[Data to use Boundary: Start]

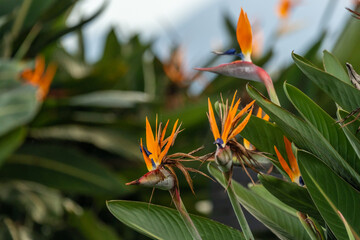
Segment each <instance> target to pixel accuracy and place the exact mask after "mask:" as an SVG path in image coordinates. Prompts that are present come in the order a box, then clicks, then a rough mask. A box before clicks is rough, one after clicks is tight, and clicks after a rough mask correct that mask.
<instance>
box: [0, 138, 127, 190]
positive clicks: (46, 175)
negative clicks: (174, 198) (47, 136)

[Data to use Boundary: End]

■ What is required ■
The required output is every line of the data above, set down exactly and stripped of pictures.

■ Completed exercise ■
Segment each <instance> target to pixel accuracy and place the exact mask after "mask:" as an SVG path in image coordinates. Prompts that are present come in the order a box, then clicks, then a rough mask. A box before clicks is rough, one after clicks is tight, and clicks after a rough mask correct that mask.
<instance>
box: [0, 138, 127, 190]
positive clicks: (46, 175)
negative clicks: (174, 198) (47, 136)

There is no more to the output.